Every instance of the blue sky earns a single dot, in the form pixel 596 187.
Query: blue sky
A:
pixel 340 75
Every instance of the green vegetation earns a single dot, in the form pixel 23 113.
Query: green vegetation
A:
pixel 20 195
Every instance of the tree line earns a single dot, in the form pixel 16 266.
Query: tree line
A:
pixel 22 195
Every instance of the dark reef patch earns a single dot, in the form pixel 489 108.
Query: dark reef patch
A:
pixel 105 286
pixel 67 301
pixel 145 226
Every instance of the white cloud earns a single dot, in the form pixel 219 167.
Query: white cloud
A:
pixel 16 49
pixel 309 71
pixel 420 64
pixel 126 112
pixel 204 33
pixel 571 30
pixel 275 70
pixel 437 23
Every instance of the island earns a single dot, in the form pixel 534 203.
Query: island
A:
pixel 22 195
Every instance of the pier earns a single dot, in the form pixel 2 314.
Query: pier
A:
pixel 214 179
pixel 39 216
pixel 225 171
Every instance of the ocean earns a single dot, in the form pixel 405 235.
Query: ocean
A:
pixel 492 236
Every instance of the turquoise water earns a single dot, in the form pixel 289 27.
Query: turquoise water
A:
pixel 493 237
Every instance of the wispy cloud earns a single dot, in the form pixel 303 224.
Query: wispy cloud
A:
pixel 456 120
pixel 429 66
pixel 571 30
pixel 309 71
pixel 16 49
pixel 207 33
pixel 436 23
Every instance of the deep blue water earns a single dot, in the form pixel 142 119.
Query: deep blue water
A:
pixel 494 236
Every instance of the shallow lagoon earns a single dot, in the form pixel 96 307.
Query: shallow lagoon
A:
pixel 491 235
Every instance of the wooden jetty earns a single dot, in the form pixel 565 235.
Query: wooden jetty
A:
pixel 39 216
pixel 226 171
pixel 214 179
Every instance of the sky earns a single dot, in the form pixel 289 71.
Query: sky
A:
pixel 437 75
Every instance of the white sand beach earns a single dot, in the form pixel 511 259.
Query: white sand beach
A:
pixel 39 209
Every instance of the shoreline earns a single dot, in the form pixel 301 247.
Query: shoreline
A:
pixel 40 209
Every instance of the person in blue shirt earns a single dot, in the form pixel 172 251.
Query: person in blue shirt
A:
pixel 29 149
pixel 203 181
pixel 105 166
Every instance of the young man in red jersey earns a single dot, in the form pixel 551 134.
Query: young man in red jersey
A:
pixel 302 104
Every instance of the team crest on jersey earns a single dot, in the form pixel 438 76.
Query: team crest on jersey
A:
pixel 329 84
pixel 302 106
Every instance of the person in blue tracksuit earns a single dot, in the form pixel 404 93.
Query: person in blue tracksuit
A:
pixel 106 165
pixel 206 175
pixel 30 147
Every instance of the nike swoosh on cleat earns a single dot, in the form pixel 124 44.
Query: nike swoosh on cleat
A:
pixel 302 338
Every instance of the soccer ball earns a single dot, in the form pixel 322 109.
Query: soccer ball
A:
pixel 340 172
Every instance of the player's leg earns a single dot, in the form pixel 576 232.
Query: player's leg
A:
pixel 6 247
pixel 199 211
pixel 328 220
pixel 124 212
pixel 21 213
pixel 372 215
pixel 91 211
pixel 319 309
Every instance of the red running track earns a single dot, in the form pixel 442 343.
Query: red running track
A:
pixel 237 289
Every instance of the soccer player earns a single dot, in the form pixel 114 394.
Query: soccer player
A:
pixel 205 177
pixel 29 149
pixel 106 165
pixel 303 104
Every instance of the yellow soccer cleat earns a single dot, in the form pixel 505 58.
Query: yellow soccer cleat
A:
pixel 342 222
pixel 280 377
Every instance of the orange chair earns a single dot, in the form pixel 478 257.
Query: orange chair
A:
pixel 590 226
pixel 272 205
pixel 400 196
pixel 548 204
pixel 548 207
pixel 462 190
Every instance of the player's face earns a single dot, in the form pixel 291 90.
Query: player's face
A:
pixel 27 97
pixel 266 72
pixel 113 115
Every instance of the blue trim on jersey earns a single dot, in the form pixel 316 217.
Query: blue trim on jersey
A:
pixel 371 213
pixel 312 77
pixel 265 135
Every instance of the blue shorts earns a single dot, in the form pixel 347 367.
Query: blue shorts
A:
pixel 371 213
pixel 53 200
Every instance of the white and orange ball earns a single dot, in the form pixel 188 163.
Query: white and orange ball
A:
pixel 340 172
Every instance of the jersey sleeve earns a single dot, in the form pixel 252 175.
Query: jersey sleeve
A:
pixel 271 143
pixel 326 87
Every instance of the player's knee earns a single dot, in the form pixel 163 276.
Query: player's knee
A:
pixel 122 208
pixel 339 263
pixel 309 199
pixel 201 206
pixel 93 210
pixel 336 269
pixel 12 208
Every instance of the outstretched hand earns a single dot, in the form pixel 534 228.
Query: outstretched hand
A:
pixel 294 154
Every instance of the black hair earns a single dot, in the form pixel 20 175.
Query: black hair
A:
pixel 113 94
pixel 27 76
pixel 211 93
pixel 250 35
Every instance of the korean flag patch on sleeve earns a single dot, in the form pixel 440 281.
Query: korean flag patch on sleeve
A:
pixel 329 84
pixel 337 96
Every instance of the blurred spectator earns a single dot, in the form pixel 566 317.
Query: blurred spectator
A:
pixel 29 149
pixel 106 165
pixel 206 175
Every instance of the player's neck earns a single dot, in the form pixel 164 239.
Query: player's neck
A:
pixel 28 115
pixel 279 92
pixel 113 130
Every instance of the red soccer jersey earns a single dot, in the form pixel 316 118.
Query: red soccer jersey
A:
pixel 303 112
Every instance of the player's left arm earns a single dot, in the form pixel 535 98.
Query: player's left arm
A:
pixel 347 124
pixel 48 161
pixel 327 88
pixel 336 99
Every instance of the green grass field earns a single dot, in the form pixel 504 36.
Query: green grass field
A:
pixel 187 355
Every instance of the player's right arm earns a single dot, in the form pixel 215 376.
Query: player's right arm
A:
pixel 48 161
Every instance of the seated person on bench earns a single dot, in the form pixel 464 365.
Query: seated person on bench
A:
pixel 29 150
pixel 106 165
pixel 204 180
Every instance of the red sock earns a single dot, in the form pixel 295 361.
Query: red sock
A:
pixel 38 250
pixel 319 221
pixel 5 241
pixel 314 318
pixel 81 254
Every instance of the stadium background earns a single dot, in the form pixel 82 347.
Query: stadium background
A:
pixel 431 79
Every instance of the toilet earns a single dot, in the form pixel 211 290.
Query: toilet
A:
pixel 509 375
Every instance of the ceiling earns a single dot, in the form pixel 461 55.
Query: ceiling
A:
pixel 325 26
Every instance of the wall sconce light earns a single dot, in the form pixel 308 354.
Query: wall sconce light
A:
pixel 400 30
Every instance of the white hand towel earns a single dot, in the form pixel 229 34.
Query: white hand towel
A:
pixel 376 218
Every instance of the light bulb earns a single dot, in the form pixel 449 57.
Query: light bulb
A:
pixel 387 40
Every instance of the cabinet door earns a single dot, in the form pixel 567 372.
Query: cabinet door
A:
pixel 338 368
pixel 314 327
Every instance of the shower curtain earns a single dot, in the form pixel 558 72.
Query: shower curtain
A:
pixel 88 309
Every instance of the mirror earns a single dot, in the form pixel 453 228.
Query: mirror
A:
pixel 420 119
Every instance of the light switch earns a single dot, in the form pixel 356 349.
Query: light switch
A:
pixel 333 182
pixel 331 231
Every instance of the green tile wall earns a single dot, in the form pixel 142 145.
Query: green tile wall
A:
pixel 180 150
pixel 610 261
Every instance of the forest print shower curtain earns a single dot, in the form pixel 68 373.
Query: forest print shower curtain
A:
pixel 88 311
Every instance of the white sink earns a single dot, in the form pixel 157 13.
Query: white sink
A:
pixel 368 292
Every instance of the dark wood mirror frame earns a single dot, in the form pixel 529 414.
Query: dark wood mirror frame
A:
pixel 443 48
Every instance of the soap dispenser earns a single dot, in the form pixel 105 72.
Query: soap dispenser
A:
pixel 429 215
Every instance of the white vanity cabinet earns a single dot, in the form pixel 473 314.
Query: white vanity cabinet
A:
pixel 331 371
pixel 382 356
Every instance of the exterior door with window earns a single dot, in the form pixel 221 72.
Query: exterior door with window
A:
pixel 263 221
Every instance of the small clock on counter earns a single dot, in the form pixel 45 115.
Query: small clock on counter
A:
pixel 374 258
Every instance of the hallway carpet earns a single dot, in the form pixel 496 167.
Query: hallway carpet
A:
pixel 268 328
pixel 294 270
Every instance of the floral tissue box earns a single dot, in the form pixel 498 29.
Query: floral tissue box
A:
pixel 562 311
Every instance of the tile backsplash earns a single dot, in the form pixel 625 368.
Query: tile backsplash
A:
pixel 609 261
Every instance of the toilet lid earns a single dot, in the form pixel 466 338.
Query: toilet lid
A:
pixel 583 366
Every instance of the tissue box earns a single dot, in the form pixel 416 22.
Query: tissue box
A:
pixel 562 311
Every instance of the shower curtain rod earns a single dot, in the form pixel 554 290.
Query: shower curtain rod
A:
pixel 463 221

**TASK DETAILS**. Copy out again, word for word, the lines of the entries between the one holding "Every instance of the stadium" and the one holding "pixel 509 375", inclusive.

**RESPONSE TO THE EXERCISE**.
Every instance of the stadium background earns a single dot, in the form pixel 82 347.
Query: stadium background
A:
pixel 431 79
Every instance of the toilet earns a single dot, in the form pixel 211 290.
Query: toilet
A:
pixel 509 375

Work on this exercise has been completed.